* **Direction**
Copy out all the material below, requests included, but leave out the pictures. Add 96 to every coordinate in the answer outlines, and leave the numbers in the requests and their format samples unchanged.
──────── Listed records ────────
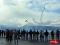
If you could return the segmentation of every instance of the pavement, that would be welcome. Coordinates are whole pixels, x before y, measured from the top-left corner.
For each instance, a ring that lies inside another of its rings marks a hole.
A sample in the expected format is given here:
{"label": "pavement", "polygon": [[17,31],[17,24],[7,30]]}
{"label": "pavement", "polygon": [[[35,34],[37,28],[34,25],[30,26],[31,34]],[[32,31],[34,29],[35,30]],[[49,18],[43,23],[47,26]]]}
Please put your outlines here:
{"label": "pavement", "polygon": [[15,44],[14,41],[6,42],[5,38],[0,38],[0,45],[60,45],[60,42],[58,44],[50,44],[49,41],[19,40],[18,44]]}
────────
* **Task result**
If you could return the segmentation of every instance of the pavement, that would be welcome. Coordinates are whole pixels, x before y, measured from the top-left corner.
For each instance, a ring that lies inside another of its rings marks a hole.
A sample in the expected format is given here:
{"label": "pavement", "polygon": [[17,31],[17,24],[7,30]]}
{"label": "pavement", "polygon": [[[35,34],[37,28],[34,25],[30,26],[31,34]],[[32,31],[34,29],[35,30]],[[49,18],[43,23],[47,26]]]}
Please put your outlines here:
{"label": "pavement", "polygon": [[111,140],[110,137],[102,138],[101,134],[96,134],[96,141],[156,141],[156,138],[154,140],[146,140],[145,137],[115,136],[114,140]]}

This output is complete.